[Extract provided — start]

Weight gain has commonly been reported among patients after breast cancer diagnosis in western countries. Based on limited data in the literature, weight gain in Asian counterparts appears to be less. In this prospective study, we investigate the weight changes among Chinese breast cancer patients during 18-month follow-up from diagnosis.

Methods

This is part of the ongoing Hong Kong NTEC-KWC Breast Cancer Survival Study (HKNKBCSS). Chinese patients with newly diagnosed early-stage breast cancer were consented. Studied patients had their weights recorded at breast cancer diagnosis (T0), at study entry (T1; within 12 months from T0) and at 18-month follow-up (T2). Potential associating factors including socio-demographic, lifestyle and clinical factors were assessed.

Results

A total of 1265 patients had detailed weight at the 3 time-points of assessment. The mean age at diagnosis was 51.8 years. The proportion of patients who received chemotherapy, radiotherapy and endocrine therapy were 77%, 70% and 72% respectively. Compared to T0, the median weight change was -0.5 kg (range: -11.4, 18.3) at T1 and 0 kg (range: -18.6, 19.5) at T2. At T1 and T2, 2.4% and 16.1% of women respectively gained weight between 2-5kg; 0.5% and 4.7% respectively gained >5kg, while 6.1% and 24.2% of women respectively had weight loss >2kg. On univariate analysis, patients who received radiotherapy had more weight loss at T1; no significant difference in weight change was noted with other factors including socio-demographic, lifestyle and clinical factors. When comparison was made between T0 and T2, patients who did not receive radiotherapy, those who remained premenopausal at T2 and those who were underweight at T0 were significantly associated with more weight gain.

Conclusions

In this cohort study, weight gain was not common among Hong Kong breast cancer patients within the first 18 months post-diagnosis. The findings from the present study differ from those conducted in western patient population, in whom average reported weight gains ranged between 1.0 and 6.0 kg over the first year after breast cancer diagnosis. Funding: World Cancer Research Fund International (Grant Number WCRF 2010/249 and WCRF 2014/1197).

Clinical trial identification

Legal entity responsible for the study

Joint CUHK-NTEC Clinical research Ethics Committee and the KWC Research Ethics Committee.

Funding

World Cancer Research Fund International (Grant Number WCRF 2010/249 and WCRF 2014/1197).

Editorial Acknowledgement

Disclosure

All authors have declared no conflicts of interest.

[Extract provided — finish]

-- Things to do --
1. Answer these questions from the abstract, one line each:
(a) How soon after diagnosis did study entry (T1) take place?
(b) How many patients had detailed weight at all three time-points?
(c) What range of average weight gain over the first year after diagnosis does it report for western patient populations?
2. Reproduce the stretch of the abstract from "Legal entity responsible" through "conflicts of interest.".

[Given information — start]

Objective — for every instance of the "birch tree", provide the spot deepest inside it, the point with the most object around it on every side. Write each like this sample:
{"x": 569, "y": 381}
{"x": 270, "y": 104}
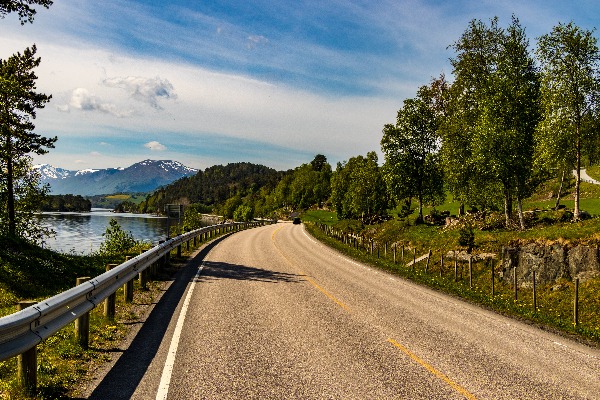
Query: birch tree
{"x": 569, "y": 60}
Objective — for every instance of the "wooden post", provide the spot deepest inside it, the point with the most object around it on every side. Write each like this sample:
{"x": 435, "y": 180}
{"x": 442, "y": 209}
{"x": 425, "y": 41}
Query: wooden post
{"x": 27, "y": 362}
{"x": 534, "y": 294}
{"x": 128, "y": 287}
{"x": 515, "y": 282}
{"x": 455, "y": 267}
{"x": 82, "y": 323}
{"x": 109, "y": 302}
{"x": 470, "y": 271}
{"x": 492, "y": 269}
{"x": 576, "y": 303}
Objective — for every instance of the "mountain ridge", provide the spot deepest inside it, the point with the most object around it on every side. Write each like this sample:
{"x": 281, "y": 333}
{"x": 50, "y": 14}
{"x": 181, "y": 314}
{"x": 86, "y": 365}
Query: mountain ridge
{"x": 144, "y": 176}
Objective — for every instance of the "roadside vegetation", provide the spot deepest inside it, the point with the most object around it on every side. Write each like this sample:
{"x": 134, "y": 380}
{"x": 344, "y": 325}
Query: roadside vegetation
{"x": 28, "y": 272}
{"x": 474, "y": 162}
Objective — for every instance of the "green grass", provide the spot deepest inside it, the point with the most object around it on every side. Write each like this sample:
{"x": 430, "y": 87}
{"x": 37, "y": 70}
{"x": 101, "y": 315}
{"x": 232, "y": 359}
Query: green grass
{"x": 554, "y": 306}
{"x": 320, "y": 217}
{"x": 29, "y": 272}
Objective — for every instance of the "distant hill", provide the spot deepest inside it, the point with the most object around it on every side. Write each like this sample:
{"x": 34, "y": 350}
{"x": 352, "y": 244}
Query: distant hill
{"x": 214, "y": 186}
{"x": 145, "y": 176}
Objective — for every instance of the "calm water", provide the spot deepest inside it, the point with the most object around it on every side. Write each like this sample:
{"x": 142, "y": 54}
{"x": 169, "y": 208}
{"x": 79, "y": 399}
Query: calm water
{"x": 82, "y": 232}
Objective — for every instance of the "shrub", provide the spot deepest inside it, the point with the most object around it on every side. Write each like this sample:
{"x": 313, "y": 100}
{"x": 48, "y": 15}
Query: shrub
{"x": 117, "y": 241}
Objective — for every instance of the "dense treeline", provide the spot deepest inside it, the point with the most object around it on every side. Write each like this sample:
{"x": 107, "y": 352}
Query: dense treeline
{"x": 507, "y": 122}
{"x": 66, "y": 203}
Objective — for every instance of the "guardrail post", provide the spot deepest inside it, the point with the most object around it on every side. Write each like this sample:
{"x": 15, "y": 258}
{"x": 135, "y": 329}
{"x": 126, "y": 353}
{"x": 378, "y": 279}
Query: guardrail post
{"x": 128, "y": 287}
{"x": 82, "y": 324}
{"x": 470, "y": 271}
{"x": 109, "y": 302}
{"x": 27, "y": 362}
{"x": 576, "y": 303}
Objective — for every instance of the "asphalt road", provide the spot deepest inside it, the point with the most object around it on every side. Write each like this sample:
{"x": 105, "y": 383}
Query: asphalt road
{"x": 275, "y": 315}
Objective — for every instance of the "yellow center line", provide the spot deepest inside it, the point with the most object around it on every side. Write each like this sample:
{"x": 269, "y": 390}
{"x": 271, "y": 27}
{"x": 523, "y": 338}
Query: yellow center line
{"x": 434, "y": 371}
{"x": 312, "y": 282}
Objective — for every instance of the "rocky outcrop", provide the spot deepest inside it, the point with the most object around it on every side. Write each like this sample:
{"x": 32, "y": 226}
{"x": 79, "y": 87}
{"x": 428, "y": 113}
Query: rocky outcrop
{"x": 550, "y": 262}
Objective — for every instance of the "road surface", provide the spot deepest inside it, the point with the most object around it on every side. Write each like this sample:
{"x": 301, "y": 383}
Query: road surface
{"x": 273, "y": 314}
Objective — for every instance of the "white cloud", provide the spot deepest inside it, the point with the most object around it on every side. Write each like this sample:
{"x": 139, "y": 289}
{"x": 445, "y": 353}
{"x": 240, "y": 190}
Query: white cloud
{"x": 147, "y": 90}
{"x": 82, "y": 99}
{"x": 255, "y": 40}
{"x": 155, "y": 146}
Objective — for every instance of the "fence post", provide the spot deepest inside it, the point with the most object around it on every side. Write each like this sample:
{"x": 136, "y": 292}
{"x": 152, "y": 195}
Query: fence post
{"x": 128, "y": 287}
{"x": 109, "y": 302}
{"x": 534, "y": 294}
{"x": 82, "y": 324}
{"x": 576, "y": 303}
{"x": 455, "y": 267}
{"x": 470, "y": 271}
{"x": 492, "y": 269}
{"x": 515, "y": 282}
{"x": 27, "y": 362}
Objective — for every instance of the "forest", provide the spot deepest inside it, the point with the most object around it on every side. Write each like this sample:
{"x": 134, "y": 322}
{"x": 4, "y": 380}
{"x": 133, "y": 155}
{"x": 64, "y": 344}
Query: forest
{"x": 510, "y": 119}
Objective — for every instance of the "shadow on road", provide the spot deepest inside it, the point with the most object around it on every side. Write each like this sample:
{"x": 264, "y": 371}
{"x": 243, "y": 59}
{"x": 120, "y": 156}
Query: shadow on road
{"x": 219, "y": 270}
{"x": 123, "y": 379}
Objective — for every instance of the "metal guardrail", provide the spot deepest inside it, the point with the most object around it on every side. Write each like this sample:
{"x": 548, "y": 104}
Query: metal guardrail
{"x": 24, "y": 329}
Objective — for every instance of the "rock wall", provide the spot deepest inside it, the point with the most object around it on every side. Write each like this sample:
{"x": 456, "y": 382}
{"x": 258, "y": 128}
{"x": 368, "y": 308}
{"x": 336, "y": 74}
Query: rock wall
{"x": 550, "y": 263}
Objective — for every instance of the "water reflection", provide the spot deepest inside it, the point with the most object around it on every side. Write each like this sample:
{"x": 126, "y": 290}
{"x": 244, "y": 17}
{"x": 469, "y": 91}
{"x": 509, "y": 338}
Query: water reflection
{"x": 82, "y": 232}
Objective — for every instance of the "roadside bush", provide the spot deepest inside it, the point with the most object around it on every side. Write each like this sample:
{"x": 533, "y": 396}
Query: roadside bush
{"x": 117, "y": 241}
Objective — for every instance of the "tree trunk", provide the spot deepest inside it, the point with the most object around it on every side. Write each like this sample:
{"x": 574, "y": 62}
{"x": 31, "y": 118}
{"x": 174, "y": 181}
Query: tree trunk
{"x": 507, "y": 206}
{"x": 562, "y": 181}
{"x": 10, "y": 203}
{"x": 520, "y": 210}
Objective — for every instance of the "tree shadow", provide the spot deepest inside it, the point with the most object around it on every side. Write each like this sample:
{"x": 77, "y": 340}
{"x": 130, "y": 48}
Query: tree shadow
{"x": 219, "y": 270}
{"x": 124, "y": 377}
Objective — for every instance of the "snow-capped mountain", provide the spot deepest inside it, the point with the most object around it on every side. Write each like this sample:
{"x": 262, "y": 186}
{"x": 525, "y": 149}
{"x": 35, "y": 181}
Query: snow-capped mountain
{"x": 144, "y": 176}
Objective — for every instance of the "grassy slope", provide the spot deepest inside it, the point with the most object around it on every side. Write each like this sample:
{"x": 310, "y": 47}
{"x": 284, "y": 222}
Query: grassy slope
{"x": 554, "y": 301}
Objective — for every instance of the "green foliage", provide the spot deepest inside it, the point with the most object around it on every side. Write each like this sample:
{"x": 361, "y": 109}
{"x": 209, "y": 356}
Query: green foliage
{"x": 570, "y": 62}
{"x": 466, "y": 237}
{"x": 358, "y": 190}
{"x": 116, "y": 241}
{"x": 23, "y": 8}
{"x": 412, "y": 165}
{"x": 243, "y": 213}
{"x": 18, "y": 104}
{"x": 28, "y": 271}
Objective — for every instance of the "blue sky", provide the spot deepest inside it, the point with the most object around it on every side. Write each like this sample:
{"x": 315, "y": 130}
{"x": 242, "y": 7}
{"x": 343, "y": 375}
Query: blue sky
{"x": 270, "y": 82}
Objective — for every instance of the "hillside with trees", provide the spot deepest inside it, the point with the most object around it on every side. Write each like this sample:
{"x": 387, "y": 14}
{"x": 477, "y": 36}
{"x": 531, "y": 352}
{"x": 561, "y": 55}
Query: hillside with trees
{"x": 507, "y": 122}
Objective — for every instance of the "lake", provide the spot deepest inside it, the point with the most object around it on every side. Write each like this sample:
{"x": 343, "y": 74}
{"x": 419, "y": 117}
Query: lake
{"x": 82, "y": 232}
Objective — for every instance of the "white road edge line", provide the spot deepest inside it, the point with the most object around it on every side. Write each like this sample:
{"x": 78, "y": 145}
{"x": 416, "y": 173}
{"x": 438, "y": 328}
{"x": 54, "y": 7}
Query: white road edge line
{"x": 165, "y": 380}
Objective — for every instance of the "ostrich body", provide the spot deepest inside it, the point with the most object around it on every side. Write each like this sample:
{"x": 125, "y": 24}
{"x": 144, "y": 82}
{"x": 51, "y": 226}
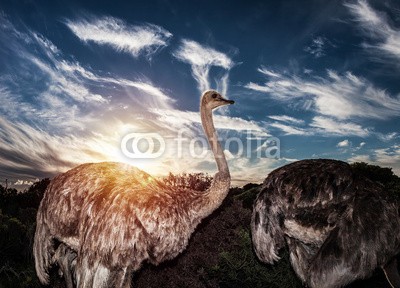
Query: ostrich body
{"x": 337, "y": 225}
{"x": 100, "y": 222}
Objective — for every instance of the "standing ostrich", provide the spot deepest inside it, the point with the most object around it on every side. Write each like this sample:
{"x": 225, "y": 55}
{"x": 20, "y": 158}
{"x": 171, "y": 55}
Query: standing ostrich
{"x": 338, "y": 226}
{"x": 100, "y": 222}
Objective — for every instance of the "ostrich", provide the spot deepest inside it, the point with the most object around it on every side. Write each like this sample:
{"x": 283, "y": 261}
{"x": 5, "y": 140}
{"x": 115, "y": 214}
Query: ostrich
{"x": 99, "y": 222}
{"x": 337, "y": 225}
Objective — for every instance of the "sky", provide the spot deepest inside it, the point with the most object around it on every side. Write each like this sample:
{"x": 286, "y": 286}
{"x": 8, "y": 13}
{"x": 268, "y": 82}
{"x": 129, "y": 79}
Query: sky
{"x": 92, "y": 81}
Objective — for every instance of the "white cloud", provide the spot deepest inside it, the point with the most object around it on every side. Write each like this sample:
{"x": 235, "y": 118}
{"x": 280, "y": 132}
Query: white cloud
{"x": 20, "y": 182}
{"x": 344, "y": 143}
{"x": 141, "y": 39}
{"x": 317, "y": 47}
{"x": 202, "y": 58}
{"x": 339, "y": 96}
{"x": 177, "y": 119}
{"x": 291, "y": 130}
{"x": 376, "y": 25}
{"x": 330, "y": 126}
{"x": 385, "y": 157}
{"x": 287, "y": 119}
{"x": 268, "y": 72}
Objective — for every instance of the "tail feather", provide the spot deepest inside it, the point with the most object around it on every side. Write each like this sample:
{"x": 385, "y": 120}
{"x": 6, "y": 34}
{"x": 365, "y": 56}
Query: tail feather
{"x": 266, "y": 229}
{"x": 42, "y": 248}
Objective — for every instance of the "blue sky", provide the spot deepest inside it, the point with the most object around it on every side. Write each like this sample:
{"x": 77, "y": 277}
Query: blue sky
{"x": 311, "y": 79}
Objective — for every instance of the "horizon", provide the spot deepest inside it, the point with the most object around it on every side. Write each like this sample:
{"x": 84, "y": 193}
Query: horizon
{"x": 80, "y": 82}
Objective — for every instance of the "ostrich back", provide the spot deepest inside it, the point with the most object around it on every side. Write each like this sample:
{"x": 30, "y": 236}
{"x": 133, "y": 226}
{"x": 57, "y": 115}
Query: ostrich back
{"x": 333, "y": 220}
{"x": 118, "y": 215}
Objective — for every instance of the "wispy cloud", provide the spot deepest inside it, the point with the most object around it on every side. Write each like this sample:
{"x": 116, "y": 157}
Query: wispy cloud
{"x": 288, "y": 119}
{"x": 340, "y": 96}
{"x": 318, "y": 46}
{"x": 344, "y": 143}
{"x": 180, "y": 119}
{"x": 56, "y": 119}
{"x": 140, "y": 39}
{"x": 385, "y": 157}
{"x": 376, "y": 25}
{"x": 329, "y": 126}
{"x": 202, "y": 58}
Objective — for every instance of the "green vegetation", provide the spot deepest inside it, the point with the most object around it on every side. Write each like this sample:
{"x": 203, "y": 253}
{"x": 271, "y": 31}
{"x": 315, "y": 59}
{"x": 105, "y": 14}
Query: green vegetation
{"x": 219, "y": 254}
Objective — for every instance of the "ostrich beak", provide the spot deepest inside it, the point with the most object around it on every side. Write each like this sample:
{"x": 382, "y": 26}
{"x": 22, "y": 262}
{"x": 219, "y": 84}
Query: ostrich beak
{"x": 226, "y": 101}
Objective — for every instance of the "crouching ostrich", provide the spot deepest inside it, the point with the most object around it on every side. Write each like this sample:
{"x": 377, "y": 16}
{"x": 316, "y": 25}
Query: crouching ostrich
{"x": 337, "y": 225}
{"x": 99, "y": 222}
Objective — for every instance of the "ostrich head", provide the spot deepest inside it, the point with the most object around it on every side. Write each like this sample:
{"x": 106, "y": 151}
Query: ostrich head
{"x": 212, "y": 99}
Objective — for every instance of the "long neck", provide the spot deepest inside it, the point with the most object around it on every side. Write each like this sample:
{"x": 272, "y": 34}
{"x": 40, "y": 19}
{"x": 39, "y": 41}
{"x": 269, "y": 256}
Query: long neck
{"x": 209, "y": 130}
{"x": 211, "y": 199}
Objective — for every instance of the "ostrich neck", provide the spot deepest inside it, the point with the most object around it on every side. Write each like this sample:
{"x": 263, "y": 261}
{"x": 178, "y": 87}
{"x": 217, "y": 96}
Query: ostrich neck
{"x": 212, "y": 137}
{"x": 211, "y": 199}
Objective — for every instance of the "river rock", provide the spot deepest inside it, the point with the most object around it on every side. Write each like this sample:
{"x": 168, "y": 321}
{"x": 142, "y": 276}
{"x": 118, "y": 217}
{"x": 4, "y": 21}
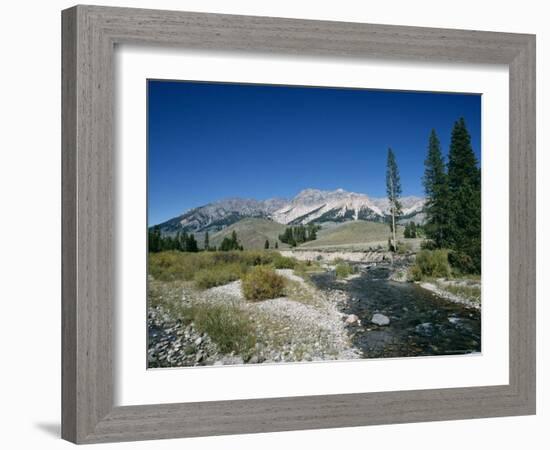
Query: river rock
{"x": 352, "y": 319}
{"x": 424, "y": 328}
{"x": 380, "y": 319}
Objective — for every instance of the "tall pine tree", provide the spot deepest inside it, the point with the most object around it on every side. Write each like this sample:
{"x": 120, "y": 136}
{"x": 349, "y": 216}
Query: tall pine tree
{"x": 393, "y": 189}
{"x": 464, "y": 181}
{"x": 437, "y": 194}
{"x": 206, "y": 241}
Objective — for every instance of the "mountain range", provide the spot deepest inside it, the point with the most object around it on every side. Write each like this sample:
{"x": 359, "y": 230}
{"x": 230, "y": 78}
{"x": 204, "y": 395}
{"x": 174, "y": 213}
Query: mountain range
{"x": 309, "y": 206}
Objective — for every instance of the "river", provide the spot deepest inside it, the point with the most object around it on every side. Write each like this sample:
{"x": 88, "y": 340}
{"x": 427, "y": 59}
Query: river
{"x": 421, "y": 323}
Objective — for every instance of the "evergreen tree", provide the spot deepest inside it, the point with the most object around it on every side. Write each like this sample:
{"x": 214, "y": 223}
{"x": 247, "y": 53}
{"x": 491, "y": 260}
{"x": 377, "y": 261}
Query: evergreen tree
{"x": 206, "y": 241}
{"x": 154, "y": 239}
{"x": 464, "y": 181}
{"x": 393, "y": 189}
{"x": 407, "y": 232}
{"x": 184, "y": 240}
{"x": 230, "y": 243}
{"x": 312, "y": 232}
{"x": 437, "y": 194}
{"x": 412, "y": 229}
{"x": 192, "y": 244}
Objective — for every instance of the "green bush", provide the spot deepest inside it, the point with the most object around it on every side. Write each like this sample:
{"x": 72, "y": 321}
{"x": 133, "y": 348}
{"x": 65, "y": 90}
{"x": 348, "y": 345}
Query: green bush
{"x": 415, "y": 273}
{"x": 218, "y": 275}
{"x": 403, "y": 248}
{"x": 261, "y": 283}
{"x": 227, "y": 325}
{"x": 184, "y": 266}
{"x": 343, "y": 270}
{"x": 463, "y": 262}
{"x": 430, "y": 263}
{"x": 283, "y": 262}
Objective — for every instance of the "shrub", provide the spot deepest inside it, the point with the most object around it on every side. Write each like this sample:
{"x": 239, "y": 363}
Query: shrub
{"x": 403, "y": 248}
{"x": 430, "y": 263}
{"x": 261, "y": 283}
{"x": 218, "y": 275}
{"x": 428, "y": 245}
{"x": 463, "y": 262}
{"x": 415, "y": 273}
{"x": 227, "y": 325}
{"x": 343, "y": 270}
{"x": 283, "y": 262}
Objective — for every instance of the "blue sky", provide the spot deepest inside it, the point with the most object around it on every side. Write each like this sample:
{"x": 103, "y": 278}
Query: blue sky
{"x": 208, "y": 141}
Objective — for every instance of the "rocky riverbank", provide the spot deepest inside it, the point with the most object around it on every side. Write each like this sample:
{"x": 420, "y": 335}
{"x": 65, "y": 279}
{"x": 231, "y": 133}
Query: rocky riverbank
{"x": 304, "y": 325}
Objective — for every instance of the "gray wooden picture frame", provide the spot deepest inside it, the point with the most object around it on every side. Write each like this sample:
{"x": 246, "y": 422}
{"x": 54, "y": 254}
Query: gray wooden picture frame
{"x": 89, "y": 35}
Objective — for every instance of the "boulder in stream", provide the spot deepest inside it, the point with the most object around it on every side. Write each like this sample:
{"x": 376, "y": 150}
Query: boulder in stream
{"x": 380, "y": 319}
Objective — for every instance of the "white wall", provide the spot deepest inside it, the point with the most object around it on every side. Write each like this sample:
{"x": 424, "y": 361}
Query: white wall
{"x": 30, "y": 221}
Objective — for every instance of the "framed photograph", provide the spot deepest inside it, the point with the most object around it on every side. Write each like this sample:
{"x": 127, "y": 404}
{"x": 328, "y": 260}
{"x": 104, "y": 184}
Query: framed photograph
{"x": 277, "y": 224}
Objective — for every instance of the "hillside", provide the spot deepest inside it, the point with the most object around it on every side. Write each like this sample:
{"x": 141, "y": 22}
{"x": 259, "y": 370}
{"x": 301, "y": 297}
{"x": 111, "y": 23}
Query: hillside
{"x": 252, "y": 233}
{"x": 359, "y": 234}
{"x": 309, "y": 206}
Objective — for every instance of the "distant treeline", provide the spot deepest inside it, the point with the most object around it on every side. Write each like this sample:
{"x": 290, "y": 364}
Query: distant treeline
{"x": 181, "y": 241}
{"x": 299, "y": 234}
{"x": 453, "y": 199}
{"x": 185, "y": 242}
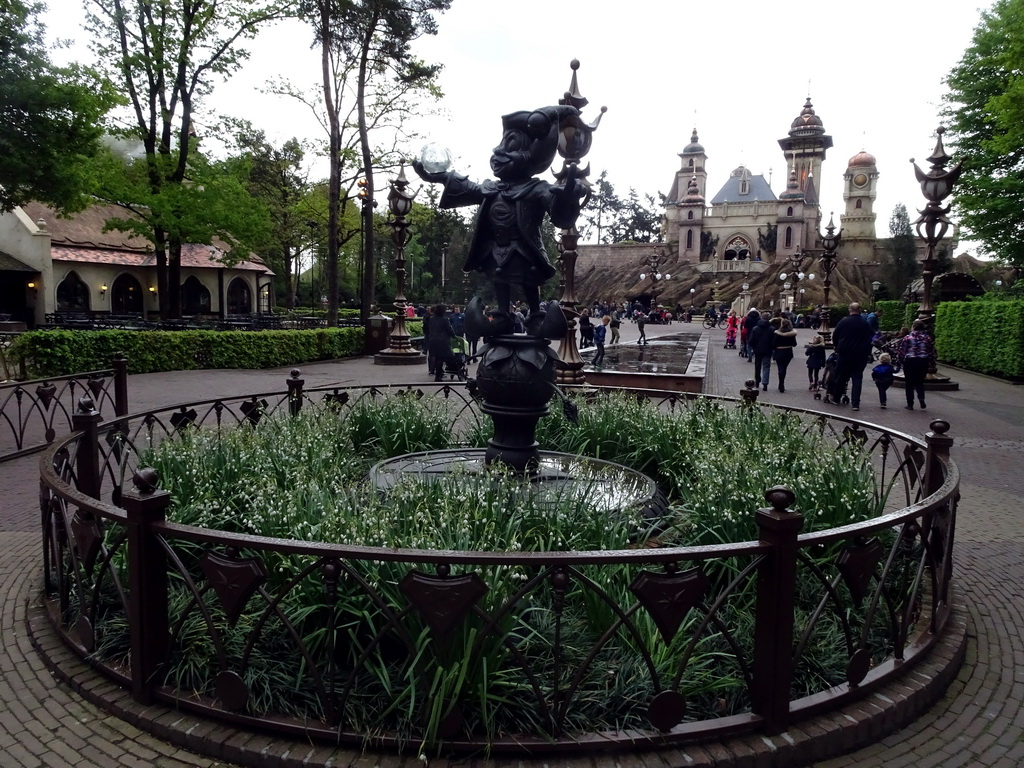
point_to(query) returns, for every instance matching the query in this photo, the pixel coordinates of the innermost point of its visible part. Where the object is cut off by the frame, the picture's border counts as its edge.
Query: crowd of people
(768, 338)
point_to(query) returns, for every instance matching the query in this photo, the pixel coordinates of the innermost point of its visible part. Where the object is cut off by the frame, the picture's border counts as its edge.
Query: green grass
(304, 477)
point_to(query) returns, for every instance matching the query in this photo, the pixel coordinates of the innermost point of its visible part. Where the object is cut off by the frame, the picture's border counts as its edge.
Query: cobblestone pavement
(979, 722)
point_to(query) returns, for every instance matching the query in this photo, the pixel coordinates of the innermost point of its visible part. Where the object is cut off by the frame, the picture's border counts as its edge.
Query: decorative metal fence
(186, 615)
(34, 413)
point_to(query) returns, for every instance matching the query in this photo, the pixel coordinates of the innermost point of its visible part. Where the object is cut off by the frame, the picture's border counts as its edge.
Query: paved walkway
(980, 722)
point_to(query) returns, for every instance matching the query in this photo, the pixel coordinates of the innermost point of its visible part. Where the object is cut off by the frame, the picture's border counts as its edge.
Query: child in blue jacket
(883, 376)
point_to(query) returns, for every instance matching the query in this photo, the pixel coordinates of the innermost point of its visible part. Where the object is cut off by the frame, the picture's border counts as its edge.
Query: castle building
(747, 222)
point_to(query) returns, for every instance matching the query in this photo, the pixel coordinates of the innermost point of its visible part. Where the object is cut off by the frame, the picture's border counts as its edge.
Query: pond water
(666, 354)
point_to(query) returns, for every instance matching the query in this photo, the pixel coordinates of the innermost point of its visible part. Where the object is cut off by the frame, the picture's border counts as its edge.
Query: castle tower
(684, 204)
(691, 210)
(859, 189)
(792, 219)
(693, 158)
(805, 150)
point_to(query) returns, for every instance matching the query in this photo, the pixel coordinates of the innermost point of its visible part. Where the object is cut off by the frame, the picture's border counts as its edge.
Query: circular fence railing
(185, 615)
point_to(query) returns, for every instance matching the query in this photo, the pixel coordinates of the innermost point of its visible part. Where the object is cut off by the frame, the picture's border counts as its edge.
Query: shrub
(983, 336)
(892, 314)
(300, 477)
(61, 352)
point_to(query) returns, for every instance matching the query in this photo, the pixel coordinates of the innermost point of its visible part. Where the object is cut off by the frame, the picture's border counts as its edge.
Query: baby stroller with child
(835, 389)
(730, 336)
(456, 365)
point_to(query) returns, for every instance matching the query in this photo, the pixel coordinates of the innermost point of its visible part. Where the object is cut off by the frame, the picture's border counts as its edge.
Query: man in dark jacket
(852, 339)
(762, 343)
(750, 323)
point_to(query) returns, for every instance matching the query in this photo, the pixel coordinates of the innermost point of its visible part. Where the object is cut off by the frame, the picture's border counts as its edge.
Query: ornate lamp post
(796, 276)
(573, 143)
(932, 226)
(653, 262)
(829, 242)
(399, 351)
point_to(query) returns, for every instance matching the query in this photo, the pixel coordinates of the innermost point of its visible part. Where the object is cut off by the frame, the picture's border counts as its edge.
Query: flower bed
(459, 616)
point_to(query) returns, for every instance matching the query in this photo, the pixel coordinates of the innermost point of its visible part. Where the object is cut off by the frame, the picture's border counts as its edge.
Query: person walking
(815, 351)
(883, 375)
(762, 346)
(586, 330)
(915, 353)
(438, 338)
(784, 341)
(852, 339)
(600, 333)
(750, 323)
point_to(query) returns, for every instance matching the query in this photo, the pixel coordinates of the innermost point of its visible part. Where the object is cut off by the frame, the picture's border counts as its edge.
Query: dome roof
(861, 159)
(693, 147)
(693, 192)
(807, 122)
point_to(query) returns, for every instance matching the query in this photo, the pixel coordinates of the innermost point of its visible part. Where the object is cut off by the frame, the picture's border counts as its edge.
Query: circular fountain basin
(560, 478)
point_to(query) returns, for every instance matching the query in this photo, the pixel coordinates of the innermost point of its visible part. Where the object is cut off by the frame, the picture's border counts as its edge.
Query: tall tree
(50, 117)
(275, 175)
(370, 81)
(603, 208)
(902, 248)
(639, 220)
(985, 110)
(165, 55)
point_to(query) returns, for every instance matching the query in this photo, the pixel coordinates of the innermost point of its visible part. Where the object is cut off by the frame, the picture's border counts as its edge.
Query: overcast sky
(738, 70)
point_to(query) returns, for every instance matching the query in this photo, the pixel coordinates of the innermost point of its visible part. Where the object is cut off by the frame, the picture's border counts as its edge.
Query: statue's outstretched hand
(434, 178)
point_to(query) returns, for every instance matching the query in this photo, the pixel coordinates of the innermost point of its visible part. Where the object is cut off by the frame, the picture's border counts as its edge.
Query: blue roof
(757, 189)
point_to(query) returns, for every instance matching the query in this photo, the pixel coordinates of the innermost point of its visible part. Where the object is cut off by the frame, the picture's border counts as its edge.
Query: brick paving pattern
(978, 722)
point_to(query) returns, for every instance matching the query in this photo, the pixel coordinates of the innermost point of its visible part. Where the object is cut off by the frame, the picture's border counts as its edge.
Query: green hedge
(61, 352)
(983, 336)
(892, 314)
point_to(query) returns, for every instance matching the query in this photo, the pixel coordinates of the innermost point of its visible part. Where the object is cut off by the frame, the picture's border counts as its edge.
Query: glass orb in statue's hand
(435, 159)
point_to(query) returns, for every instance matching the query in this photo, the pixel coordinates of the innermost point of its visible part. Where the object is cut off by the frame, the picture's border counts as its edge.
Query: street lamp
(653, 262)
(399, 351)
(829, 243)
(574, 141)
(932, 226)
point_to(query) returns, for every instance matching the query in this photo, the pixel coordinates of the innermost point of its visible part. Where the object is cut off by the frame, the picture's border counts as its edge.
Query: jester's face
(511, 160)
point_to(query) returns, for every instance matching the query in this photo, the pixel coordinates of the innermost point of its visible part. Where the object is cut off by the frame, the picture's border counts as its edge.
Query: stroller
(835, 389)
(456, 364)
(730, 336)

[Given information — finish]

-- Responses by item number --
1.
(a) Within 12 months of diagnosis (T0).
(b) 1265 patients.
(c) Between 1.0 and 6.0 kg.

2.
Legal entity responsible for the study

Joint CUHK-NTEC Clinical research Ethics Committee and the KWC Research Ethics Committee.

Funding

World Cancer Research Fund International (Grant Number WCRF 2010/249 and WCRF 2014/1197).

Editorial Acknowledgement

Disclosure

All authors have declared no conflicts of interest.